=== Information supplied ===

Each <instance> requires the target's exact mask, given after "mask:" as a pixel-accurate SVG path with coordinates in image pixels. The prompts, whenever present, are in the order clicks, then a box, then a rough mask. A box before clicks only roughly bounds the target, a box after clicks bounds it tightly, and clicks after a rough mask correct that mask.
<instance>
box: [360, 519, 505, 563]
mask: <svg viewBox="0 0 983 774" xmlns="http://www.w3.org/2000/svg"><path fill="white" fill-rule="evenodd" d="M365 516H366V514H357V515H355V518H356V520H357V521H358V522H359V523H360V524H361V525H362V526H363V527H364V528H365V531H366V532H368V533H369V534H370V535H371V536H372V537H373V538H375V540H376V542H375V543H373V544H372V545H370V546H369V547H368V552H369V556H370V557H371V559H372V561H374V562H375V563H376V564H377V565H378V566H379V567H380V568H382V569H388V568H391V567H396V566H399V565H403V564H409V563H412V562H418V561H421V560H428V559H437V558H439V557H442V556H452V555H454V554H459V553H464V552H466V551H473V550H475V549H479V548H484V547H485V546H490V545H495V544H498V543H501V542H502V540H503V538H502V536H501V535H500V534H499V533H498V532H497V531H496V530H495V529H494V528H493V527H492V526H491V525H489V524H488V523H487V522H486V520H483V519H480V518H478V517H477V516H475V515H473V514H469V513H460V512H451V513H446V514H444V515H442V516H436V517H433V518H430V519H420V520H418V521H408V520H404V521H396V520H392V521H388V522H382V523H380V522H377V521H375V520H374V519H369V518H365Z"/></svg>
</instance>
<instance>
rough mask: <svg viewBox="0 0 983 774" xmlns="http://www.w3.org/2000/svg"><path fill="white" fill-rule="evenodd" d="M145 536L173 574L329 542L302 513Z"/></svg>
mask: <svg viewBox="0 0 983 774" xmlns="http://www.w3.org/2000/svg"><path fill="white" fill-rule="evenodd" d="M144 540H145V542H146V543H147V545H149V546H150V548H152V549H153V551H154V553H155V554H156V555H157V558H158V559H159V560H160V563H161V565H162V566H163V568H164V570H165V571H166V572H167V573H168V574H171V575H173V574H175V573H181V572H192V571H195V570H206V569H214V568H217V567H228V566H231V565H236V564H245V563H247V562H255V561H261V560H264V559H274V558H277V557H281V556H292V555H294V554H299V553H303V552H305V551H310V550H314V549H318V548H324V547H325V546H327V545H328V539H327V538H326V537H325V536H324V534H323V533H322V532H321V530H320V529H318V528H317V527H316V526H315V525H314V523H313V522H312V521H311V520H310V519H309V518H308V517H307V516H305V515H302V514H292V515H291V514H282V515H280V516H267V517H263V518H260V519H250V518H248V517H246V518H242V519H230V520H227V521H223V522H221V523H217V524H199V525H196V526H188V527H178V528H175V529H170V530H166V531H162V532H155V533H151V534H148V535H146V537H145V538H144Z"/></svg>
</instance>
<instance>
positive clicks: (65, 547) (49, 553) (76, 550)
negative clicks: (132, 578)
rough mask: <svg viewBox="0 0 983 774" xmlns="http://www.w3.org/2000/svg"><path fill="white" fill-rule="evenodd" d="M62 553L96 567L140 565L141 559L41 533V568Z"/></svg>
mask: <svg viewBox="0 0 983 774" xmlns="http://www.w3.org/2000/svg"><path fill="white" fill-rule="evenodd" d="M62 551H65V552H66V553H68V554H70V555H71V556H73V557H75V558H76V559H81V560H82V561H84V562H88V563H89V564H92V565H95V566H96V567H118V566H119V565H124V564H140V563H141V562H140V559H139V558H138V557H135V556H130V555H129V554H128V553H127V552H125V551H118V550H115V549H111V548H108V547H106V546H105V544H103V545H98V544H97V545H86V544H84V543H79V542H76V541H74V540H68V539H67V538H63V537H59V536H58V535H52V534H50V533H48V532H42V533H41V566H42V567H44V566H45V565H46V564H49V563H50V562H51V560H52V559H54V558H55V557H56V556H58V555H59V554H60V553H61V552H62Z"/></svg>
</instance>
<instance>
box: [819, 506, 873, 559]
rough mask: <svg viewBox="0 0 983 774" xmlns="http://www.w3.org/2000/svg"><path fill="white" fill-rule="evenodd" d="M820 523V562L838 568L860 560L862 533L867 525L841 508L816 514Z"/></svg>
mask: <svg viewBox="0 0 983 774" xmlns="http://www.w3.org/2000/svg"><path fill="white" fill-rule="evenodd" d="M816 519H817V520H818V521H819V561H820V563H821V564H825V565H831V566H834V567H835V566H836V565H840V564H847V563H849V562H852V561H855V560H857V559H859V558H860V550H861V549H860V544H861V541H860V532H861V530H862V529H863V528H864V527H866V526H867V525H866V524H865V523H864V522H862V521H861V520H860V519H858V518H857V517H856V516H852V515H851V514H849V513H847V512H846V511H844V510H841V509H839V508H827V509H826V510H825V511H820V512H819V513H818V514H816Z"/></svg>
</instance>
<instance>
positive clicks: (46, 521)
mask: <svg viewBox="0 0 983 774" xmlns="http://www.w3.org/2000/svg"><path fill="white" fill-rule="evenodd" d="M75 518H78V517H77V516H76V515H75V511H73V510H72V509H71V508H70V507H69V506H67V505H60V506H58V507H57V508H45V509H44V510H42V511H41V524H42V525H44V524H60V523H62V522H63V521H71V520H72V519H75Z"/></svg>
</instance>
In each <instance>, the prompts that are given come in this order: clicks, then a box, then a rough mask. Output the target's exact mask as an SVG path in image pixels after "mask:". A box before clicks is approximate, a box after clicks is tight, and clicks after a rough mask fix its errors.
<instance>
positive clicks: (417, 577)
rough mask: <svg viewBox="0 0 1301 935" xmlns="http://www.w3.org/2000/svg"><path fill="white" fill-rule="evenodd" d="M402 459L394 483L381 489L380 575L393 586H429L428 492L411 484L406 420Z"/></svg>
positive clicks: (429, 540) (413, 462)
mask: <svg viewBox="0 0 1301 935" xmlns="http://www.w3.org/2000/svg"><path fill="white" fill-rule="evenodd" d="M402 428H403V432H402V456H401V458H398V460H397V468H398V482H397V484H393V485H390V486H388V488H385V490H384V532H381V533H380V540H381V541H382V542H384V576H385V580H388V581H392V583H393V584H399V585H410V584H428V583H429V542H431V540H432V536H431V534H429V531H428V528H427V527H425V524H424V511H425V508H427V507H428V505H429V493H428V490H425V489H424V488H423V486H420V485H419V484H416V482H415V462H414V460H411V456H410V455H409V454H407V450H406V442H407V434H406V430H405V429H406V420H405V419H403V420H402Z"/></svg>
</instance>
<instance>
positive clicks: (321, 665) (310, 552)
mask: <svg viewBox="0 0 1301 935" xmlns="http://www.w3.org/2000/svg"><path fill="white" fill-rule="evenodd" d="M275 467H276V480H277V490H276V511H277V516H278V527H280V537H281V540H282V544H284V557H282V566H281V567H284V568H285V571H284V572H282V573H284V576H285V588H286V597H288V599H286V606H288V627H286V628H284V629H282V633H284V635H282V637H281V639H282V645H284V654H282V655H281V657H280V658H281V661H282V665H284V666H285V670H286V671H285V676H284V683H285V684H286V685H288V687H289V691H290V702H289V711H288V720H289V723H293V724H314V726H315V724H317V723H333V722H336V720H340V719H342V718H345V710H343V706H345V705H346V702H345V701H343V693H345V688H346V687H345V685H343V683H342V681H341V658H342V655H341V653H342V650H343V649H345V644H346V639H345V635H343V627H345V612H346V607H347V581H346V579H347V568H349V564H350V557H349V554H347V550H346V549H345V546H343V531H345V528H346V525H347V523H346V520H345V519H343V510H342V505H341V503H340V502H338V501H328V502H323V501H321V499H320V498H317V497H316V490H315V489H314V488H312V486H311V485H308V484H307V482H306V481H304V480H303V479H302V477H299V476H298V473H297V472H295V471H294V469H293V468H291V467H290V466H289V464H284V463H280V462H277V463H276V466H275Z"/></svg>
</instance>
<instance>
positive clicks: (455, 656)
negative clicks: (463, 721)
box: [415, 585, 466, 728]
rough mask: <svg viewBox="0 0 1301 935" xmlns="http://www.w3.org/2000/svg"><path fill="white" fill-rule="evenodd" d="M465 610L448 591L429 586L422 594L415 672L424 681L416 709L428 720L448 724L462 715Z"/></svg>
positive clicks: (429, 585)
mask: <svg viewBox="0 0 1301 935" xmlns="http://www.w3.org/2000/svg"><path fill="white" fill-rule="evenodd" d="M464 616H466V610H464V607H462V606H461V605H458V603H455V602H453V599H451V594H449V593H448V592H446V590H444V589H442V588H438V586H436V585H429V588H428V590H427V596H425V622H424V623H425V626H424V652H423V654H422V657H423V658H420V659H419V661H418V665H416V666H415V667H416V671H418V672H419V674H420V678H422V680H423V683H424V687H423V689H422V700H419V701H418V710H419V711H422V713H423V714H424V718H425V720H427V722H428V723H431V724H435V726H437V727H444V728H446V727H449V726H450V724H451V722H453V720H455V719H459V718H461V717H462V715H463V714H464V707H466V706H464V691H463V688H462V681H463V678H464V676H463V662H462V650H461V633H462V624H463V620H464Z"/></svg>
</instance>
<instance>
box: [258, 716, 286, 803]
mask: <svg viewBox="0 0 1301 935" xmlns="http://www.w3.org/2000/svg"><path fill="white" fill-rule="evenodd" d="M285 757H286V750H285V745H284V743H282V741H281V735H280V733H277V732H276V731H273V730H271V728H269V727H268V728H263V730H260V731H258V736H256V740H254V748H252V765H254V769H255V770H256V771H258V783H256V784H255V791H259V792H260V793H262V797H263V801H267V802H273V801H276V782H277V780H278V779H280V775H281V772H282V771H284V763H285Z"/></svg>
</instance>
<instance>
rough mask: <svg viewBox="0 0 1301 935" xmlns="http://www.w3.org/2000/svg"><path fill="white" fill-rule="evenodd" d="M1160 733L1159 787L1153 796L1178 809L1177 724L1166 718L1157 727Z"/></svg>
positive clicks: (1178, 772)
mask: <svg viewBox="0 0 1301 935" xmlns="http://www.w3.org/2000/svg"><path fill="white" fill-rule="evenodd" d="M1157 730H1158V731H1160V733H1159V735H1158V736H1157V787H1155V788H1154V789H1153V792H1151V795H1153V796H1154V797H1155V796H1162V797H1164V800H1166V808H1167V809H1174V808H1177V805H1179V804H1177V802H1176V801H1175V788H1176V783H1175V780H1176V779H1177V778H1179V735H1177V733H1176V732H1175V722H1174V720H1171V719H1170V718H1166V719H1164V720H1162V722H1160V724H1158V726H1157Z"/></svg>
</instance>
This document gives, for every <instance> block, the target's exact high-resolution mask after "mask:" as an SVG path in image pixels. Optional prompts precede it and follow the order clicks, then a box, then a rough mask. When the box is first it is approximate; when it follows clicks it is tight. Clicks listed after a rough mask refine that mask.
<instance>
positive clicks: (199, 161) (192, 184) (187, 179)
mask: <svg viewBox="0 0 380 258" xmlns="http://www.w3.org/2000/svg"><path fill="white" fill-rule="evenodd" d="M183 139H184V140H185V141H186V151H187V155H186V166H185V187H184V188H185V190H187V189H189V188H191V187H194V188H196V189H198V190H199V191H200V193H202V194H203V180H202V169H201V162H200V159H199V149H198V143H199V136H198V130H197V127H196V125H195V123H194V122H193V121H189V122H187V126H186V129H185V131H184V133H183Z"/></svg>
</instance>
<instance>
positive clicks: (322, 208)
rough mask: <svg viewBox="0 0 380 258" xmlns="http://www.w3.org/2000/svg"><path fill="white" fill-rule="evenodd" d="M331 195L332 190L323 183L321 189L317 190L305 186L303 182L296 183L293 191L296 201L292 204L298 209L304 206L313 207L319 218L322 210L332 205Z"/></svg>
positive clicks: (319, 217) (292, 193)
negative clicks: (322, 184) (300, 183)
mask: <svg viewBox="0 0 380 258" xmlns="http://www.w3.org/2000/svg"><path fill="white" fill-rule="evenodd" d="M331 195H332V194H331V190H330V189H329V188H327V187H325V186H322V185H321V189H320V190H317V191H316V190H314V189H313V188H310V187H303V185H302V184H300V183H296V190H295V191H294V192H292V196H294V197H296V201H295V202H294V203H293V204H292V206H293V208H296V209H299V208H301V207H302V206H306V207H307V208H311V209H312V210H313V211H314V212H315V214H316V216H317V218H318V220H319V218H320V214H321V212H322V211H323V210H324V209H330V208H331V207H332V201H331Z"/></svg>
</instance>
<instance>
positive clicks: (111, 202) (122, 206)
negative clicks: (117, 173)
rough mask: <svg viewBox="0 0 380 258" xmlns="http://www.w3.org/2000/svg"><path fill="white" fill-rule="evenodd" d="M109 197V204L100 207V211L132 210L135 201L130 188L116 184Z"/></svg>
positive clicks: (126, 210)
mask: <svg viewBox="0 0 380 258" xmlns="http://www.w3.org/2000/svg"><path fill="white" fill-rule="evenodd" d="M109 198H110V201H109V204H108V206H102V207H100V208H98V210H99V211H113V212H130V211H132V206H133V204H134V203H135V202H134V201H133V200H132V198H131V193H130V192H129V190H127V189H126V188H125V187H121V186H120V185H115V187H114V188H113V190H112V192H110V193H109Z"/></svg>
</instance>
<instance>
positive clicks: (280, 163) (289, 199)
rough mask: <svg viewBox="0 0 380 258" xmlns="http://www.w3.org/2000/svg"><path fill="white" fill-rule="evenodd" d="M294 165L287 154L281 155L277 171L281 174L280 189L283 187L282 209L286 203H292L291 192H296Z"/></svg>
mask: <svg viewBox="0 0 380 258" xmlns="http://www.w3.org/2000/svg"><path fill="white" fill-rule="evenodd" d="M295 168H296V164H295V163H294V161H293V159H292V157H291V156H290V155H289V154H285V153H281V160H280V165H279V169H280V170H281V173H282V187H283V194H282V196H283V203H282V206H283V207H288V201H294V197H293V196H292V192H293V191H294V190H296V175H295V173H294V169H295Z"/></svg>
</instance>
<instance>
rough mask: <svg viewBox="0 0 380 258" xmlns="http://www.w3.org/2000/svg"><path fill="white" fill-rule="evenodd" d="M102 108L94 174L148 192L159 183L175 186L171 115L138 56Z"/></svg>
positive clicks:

=== What you need to do ===
When you reach the line in the material above that holds "553L96 567L140 565L141", begin reproducing lines exactly, and stop after the line that holds "box: [819, 506, 873, 559]".

=== Answer space ===
rough mask: <svg viewBox="0 0 983 774" xmlns="http://www.w3.org/2000/svg"><path fill="white" fill-rule="evenodd" d="M62 553L96 567L140 565L141 559L41 533V568Z"/></svg>
mask: <svg viewBox="0 0 983 774" xmlns="http://www.w3.org/2000/svg"><path fill="white" fill-rule="evenodd" d="M62 551H65V552H66V553H68V554H70V555H71V556H73V557H75V558H76V559H81V560H82V561H84V562H88V563H89V564H92V565H95V566H96V567H118V566H119V565H124V564H140V563H141V562H140V559H139V558H138V557H135V556H130V555H129V554H128V553H127V552H125V551H118V550H115V549H111V548H108V547H106V546H105V544H103V545H98V544H97V545H86V544H84V543H79V542H76V541H74V540H68V539H67V538H63V537H59V536H58V535H52V534H50V533H48V532H42V533H41V566H42V567H44V566H45V565H46V564H49V563H50V562H51V560H52V559H54V558H55V557H56V556H58V555H59V554H60V553H61V552H62Z"/></svg>
</instance>
<instance>
box: [819, 506, 873, 559]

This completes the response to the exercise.